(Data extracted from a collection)
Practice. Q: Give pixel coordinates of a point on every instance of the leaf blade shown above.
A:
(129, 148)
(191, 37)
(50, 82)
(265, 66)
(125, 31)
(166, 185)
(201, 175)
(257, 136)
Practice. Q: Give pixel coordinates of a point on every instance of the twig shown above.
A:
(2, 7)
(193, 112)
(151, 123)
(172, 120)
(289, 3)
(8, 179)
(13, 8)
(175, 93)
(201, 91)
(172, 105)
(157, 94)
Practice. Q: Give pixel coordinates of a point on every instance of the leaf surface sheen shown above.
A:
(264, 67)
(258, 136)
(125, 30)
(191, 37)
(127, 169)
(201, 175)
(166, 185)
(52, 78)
* * *
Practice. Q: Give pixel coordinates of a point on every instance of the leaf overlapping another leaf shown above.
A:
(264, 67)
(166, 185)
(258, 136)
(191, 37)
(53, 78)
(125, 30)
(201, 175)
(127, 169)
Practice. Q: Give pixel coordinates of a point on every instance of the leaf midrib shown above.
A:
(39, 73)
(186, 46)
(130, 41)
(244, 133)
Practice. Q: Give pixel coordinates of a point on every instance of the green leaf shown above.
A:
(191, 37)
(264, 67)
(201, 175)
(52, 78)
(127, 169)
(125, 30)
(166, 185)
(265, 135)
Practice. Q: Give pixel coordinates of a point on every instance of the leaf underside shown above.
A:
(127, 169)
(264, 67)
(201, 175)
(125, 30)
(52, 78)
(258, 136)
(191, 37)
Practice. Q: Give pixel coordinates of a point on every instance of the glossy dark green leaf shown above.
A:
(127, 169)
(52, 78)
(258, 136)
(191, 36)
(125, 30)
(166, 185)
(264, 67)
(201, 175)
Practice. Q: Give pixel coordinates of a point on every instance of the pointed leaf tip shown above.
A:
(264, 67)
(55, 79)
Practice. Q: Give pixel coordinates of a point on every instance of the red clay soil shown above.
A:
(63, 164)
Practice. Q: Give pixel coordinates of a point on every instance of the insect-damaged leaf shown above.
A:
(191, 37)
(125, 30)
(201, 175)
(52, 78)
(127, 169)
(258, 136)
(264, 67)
* * *
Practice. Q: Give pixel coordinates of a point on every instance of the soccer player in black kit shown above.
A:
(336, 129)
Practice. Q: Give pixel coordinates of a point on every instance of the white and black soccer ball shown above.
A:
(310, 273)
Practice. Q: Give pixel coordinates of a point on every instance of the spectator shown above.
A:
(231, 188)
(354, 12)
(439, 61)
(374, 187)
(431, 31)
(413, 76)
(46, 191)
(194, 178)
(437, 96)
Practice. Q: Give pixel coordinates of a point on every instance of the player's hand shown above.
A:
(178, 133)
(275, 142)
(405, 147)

| About this exercise |
Check each line above for the string "soccer" and copy every line that has it.

| Output of the task |
Practice. Q: Give pixel coordinates of a point on every instance of the soccer player in black kit shown above.
Practice. Q: Give pixel coordinates of a point on every instance of the white and black soccer ball shown above.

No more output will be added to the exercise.